= SOURCE PASSAGE =

Ray Rothrock has served on our board of directors since 1995. Mr. Rothrock has also served as one of our outside directors under Israel’s Companies Law since 2000. Mr. Rothrock is a Partner emeritus at Venrock, a venture capital firm, where he was a member since 1988 and a general partner since 1995. He retired from Venrock in 2013. Presently, Mr. Rothrock is the Chairman of RedSeal, Inc. (“RedSeal”), a cyber security analytics company. Mr. Rothrock served as the Chief Executive Officer of RedSeal from February 2014 until May 2020. Mr. Rothrock is a director of Roku, Inc., a publicly-traded company on Nasdaq, Centrus Energy Corp., a publicly-traded company on the New York Stock Exchange, and a number of private companies. Mr. Rothrock is a member of the Massachusetts Institute of Technology Corporation, and a Trustee of the Aerospace Corporation. Mr. Rothrock received a B.S. in Engineering from Texas A&M University, an M.S. from the Massachusetts Institute of Technology and an M.B.A. from the Harvard Business School.
 
Dr. Tal Shavit has served on our board of directors since 2000. Dr. Shavit is an organizational consultant specializing in international collaboration between Israeli and American companies, consulting in the management of cultural differences in order to forge effective collaboration. Her work with leading management teams includes the definition of organizational culture as the engine of such company’s activities. She consults with companies undergoing structural change with emphasis on organizational growth through effective mergers and acquisitions and a redefining of management roles in order to meet market changes.

= PROMPT A =
Write out, word for word, the part of the director biographies that opens with the words containing "Dr. Tal Shavit has" and closes with "meet market changes.".
= PROMPT B =
Extend the director biographies, starting right after their last sentence.

Point annotation dataset records
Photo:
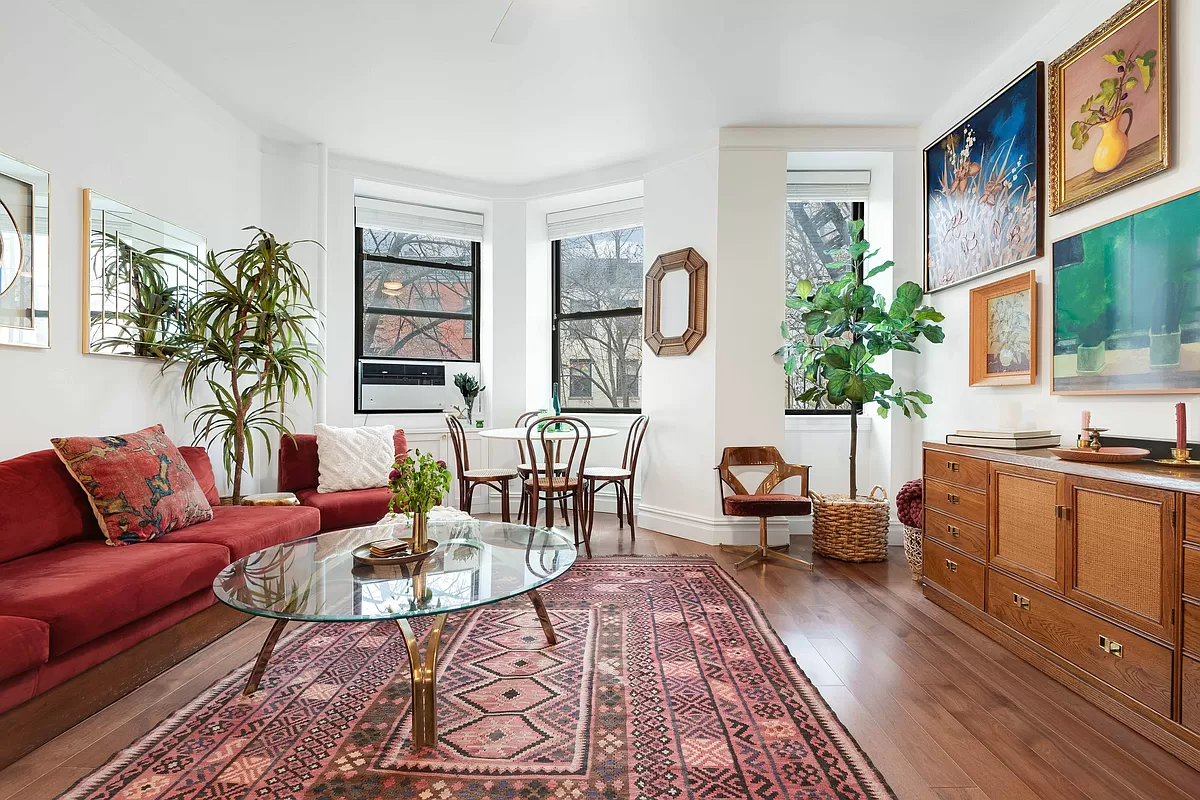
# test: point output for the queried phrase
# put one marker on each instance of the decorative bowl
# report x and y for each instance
(1102, 456)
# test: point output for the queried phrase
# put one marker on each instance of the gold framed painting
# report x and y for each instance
(1005, 332)
(1110, 106)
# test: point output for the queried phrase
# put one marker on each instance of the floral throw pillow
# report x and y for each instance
(138, 483)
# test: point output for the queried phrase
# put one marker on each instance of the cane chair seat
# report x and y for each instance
(526, 469)
(767, 505)
(557, 483)
(607, 473)
(490, 474)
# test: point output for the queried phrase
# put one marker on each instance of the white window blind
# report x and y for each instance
(594, 218)
(846, 186)
(429, 220)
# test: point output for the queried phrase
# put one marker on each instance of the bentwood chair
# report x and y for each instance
(568, 449)
(763, 503)
(597, 477)
(523, 464)
(469, 479)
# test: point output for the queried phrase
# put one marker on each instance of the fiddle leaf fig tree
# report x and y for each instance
(847, 325)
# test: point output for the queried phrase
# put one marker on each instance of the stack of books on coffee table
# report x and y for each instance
(1006, 439)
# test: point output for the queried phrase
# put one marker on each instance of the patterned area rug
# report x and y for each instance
(666, 683)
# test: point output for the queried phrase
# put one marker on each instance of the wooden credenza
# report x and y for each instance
(1090, 572)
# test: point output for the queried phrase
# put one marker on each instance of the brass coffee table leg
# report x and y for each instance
(424, 681)
(543, 615)
(264, 655)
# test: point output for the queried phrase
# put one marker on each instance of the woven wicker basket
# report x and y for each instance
(912, 549)
(851, 530)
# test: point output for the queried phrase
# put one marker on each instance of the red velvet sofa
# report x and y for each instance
(69, 601)
(299, 473)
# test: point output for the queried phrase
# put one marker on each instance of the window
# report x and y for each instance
(418, 295)
(597, 348)
(581, 378)
(813, 228)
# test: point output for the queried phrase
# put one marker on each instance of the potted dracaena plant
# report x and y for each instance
(250, 337)
(847, 325)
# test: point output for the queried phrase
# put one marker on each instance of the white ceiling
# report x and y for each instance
(419, 83)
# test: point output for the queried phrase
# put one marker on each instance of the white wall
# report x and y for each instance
(95, 112)
(947, 374)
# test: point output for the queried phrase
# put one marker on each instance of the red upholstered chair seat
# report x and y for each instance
(246, 529)
(767, 505)
(87, 589)
(25, 644)
(347, 509)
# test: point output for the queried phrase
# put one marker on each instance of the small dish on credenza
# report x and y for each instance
(1102, 456)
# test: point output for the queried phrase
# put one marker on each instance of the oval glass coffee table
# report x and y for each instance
(317, 579)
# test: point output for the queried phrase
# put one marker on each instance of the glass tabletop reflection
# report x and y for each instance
(317, 579)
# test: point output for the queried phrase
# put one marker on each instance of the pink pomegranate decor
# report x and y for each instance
(910, 506)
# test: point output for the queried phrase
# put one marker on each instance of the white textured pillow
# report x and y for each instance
(354, 458)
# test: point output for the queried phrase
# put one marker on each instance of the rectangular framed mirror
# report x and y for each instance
(141, 275)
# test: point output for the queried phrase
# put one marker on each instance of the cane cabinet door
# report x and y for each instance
(1121, 551)
(1027, 531)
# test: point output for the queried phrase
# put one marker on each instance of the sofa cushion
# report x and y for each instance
(87, 589)
(138, 483)
(245, 529)
(202, 468)
(347, 509)
(299, 467)
(24, 644)
(42, 506)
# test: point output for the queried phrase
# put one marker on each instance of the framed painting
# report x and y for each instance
(983, 186)
(24, 254)
(1005, 331)
(1110, 106)
(1127, 304)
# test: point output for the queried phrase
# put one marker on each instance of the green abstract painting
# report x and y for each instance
(1126, 305)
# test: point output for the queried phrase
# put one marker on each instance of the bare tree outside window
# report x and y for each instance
(418, 295)
(813, 228)
(598, 319)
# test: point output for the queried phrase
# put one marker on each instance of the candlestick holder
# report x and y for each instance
(1180, 457)
(1093, 438)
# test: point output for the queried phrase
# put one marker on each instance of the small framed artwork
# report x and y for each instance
(1005, 332)
(1110, 106)
(983, 186)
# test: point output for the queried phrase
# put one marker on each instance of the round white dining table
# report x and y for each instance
(520, 433)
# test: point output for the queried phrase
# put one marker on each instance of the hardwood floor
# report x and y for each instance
(943, 713)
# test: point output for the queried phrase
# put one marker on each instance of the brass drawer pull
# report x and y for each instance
(1110, 647)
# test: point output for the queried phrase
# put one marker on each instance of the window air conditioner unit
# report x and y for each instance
(387, 386)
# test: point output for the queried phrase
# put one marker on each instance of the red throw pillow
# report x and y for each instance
(138, 483)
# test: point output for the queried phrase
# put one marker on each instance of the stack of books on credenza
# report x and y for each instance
(1006, 439)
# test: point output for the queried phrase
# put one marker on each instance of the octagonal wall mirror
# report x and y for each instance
(142, 274)
(677, 302)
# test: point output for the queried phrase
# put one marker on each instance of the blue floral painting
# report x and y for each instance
(983, 188)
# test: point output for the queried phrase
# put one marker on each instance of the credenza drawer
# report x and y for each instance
(958, 573)
(957, 469)
(957, 501)
(1123, 660)
(964, 535)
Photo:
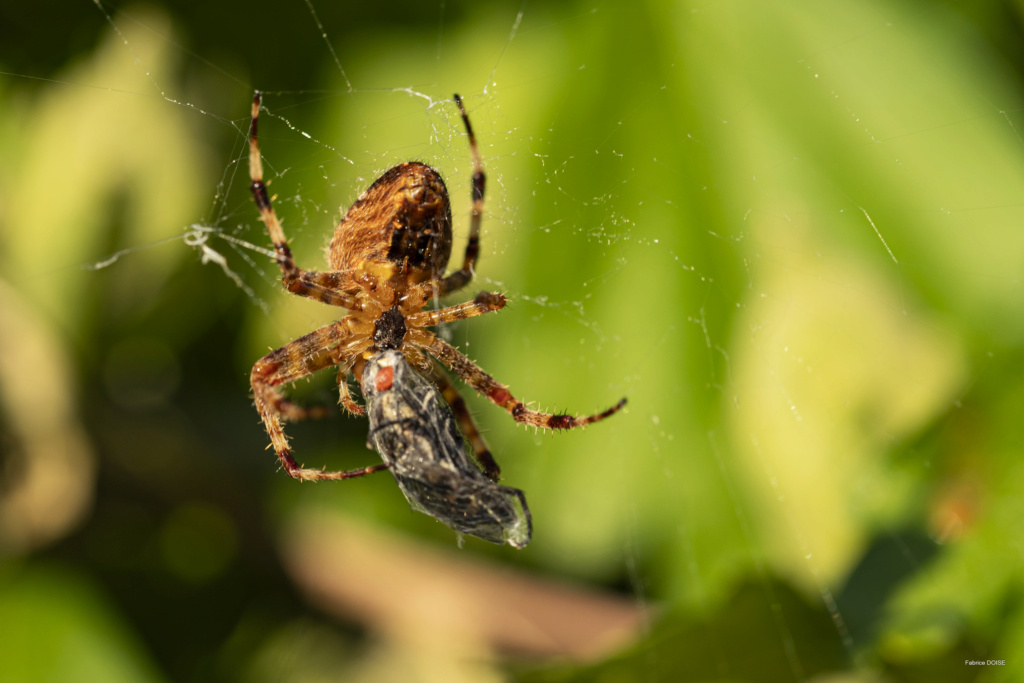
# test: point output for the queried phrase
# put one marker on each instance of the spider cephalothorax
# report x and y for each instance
(387, 261)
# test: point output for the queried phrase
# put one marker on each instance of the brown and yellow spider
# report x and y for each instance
(387, 260)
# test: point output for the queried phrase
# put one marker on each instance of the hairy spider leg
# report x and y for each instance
(499, 394)
(485, 302)
(466, 423)
(344, 394)
(460, 279)
(311, 284)
(305, 355)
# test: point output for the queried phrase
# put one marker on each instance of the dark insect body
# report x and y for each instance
(416, 434)
(387, 261)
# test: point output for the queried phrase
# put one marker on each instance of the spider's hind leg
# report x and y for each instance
(292, 361)
(462, 415)
(499, 394)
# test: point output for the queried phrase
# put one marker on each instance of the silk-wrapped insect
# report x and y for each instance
(416, 434)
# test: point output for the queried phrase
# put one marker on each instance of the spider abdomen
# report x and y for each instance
(399, 230)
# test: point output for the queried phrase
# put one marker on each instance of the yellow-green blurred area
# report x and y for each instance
(791, 232)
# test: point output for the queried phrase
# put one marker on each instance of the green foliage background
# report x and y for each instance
(790, 232)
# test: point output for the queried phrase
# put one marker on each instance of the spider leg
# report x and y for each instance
(345, 397)
(485, 302)
(497, 392)
(458, 406)
(321, 286)
(460, 279)
(299, 358)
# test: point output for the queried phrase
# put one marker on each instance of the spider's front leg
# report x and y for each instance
(461, 278)
(498, 393)
(311, 284)
(317, 350)
(468, 426)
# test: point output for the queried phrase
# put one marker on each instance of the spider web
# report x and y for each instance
(788, 236)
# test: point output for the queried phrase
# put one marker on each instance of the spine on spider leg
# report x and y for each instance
(500, 394)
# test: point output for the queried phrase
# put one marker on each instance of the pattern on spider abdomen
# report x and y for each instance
(415, 433)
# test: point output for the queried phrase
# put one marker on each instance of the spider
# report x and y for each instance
(387, 260)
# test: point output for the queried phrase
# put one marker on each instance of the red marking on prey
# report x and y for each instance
(385, 377)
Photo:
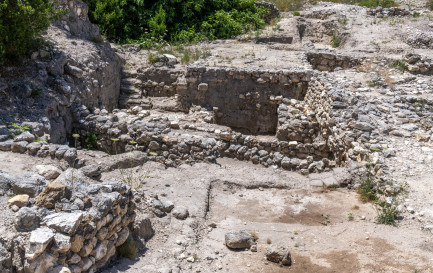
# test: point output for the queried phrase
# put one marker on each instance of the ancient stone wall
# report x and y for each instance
(419, 64)
(326, 61)
(245, 100)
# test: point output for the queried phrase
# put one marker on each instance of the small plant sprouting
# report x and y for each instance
(387, 213)
(335, 42)
(367, 190)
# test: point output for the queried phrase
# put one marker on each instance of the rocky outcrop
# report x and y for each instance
(74, 228)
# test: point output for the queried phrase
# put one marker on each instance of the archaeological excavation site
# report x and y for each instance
(305, 145)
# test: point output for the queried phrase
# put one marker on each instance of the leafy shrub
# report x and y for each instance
(21, 22)
(368, 190)
(174, 20)
(376, 3)
(289, 5)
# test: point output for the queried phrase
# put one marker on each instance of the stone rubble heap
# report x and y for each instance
(70, 225)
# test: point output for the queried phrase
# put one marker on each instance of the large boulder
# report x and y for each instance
(143, 228)
(278, 254)
(239, 239)
(52, 194)
(38, 242)
(29, 183)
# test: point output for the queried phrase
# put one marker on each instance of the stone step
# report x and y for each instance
(169, 104)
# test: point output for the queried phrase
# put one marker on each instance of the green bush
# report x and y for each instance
(21, 22)
(174, 20)
(91, 141)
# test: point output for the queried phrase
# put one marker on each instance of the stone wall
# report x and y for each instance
(380, 12)
(72, 225)
(327, 61)
(245, 100)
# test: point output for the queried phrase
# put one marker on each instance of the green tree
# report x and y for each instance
(21, 21)
(174, 20)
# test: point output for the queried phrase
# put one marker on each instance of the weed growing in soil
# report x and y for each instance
(335, 42)
(387, 213)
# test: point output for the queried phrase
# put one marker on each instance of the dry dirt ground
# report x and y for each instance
(279, 207)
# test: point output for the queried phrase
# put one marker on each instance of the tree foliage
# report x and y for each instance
(21, 21)
(174, 20)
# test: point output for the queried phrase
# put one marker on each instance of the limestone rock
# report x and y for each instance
(25, 136)
(278, 254)
(62, 243)
(48, 171)
(64, 222)
(19, 200)
(239, 239)
(6, 181)
(143, 228)
(53, 193)
(39, 240)
(26, 219)
(180, 213)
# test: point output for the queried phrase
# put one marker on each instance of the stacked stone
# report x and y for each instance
(344, 126)
(296, 123)
(327, 61)
(419, 64)
(274, 12)
(25, 143)
(380, 12)
(70, 227)
(161, 82)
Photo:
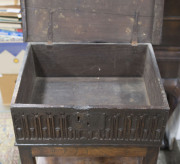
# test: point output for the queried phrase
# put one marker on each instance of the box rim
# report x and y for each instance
(155, 67)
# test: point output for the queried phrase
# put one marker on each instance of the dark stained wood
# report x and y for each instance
(69, 103)
(26, 155)
(87, 21)
(171, 8)
(89, 151)
(83, 160)
(90, 91)
(152, 155)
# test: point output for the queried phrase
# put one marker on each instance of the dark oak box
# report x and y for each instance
(74, 90)
(89, 93)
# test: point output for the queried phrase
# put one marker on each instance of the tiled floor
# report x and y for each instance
(165, 157)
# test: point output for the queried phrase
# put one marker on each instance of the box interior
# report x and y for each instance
(90, 74)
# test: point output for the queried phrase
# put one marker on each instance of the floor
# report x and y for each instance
(9, 153)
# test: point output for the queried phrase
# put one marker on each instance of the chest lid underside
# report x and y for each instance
(120, 21)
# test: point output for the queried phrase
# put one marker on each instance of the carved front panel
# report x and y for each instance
(89, 126)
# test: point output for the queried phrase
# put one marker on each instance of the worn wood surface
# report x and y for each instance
(89, 91)
(100, 160)
(91, 21)
(113, 97)
(88, 155)
(89, 151)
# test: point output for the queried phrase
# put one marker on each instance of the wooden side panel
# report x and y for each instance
(152, 83)
(89, 151)
(27, 80)
(89, 60)
(92, 21)
(60, 127)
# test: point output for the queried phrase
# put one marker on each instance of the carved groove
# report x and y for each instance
(117, 127)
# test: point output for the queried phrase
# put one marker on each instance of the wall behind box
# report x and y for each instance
(11, 57)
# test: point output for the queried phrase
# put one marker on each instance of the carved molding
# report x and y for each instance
(89, 126)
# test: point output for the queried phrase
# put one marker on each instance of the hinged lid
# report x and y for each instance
(123, 21)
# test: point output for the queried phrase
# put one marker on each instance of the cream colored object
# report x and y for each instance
(7, 84)
(10, 64)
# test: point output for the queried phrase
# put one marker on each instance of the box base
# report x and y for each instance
(84, 91)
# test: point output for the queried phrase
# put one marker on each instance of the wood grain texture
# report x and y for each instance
(87, 21)
(86, 160)
(89, 151)
(26, 155)
(158, 22)
(151, 157)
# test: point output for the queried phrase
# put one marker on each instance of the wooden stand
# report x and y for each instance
(141, 155)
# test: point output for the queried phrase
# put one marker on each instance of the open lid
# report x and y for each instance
(123, 21)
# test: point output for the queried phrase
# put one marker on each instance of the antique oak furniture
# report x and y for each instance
(168, 58)
(77, 96)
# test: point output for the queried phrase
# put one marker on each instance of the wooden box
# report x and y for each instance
(75, 90)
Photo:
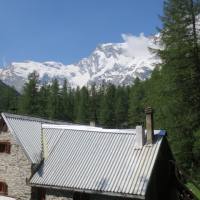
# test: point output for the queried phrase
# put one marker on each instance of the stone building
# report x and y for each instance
(41, 159)
(20, 153)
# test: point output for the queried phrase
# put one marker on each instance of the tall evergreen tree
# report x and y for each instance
(107, 113)
(121, 107)
(65, 102)
(54, 101)
(83, 107)
(180, 69)
(136, 104)
(43, 95)
(29, 100)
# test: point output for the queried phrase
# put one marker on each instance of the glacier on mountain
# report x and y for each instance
(117, 63)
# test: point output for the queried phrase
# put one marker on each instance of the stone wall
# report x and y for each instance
(15, 169)
(58, 195)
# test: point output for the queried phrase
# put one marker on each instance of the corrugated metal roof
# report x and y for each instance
(97, 160)
(27, 131)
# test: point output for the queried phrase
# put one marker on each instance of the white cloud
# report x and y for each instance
(137, 46)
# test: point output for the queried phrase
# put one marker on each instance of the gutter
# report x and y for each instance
(88, 191)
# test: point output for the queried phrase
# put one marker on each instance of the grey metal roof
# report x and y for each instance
(27, 132)
(97, 160)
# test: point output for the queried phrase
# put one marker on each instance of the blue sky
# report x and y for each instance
(68, 30)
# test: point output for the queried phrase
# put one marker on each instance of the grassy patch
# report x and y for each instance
(193, 189)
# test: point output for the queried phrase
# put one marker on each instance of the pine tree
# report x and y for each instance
(54, 101)
(65, 102)
(29, 100)
(136, 104)
(83, 107)
(180, 72)
(121, 107)
(43, 95)
(107, 113)
(93, 103)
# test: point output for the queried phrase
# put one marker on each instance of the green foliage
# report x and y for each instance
(83, 107)
(29, 99)
(107, 111)
(54, 101)
(8, 98)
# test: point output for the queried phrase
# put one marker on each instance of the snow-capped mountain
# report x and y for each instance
(118, 63)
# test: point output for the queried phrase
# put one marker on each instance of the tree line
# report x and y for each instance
(173, 91)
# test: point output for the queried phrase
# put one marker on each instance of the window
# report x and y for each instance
(41, 194)
(4, 147)
(3, 188)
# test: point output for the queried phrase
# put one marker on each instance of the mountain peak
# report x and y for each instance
(117, 63)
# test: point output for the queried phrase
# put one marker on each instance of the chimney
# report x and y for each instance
(140, 137)
(149, 125)
(92, 123)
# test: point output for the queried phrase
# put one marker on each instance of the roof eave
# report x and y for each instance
(125, 195)
(17, 139)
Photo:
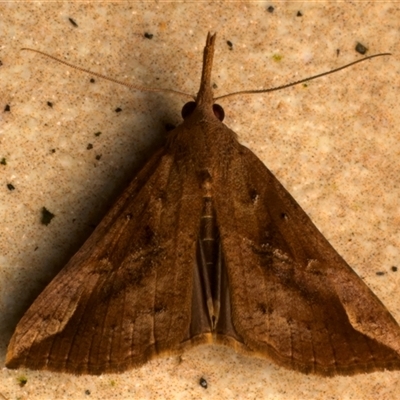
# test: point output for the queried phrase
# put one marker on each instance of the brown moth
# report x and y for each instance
(206, 246)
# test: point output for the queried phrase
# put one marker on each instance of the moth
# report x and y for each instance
(206, 246)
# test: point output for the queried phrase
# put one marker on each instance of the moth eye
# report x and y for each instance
(187, 109)
(219, 112)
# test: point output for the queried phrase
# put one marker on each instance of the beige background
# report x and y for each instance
(334, 145)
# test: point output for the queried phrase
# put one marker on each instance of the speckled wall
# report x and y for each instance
(334, 145)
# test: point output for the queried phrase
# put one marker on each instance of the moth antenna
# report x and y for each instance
(128, 85)
(302, 80)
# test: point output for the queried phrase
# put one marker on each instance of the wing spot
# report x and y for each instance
(284, 216)
(254, 196)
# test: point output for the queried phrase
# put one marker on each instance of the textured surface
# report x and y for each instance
(333, 144)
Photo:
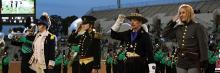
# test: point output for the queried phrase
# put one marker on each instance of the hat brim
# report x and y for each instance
(142, 19)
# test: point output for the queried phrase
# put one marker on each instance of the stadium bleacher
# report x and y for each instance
(204, 13)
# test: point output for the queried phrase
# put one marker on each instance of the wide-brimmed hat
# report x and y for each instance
(137, 16)
(43, 20)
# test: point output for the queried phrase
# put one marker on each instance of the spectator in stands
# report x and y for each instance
(136, 41)
(43, 58)
(85, 47)
(192, 40)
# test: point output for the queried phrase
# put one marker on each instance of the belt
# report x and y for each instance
(86, 60)
(132, 54)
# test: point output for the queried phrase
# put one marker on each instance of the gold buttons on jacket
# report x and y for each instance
(183, 44)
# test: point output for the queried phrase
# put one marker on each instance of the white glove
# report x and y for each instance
(144, 26)
(152, 67)
(118, 22)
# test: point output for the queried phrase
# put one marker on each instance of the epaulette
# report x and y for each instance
(98, 35)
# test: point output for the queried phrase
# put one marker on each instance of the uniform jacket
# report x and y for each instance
(89, 46)
(142, 45)
(192, 39)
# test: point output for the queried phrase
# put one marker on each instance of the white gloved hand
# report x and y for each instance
(144, 26)
(178, 22)
(118, 22)
(152, 67)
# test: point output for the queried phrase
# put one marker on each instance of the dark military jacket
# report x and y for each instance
(142, 45)
(192, 39)
(89, 46)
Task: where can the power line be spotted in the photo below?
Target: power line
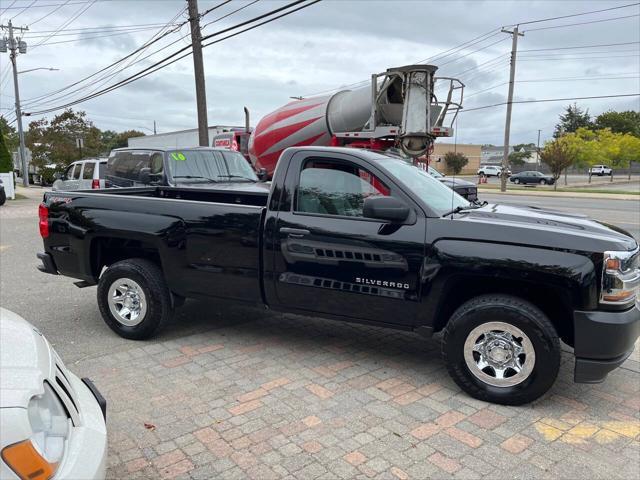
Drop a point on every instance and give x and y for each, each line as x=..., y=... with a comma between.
x=49, y=14
x=543, y=80
x=79, y=12
x=552, y=100
x=141, y=48
x=579, y=14
x=45, y=6
x=581, y=46
x=547, y=59
x=596, y=52
x=582, y=23
x=161, y=64
x=24, y=9
x=111, y=70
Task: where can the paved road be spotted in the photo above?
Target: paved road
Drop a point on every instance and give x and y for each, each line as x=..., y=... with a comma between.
x=230, y=392
x=622, y=213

= OUTPUT A =
Dr. Tal Shavit has served on our board of directors since 2000. Dr. Shavit is an organizational consultant specializing in international collaboration between Israeli and American companies, consulting in the management of cultural differences in order to forge effective collaboration. Her work with leading management teams includes the definition of organizational culture as the engine of such company’s activities. She consults with companies undergoing structural change with emphasis on organizational growth through effective mergers and acquisitions and a redefining of management roles in order to meet market changes.

= OUTPUT B =
Jill D. Smith has served on our board of directors since 2023. Ms. Smith brings more than 25 years of international leadership experience, including 17 years as chief executive officer of private and public companies in the technology and information services markets.  Ms. Smith previously served as the President and Chief Executive Officer of Allied Minds plc, an IP commercialization company, from March 2017 through June 2019, and prior to that she served as Chairman, Chief Executive Officer and President of DigitalGlobe Inc., a global provider of satellite imagery products and services. Ms. Smith started her career as a consultant at Bain & Company, Inc., where she rose to become a Partner. She subsequently joined Sara Lee Corporation as Vice President, and went on to serve as President and Chief Executive Officer of eDial, a VoIP collaboration company, and of SRDS, a business-to-business publishing firm. She also served as Chief Operating Officer of Micron Electronics, and co-founded Treacy & Company, a consulting and boutique investment business. Ms. Smith currently serves as a director of MDA Space Ltd., and Securitas AB and was previously a director of R1 RCM Inc.

6

 
Jerry Ungerman has served on our board of directors since 2005, and served as the chairman of the board of directors from August 2020 through December 2024, after serving as Vice Chairman of our board of directors from 2005 until August 2020. From 2001 to 2005, Mr. Ungerman served as our President and before that, from 1998 until 2000, he served as our Executive Vice President. Prior to joining us, Mr. Ungerman accumulated extensive experience in high-tech sales, marketing and management experience at Hitachi Data Systems (HDS), a data storage company and a member of the Hitachi, Ltd. group. He began his career with International Business Machines Corp. (IBM), a global technology products and services company, after earning a B.A. in Business Administration from the University of Minnesota.
 
We do not know of any reason that any of the individuals proposed for election as directors would not be able to serve.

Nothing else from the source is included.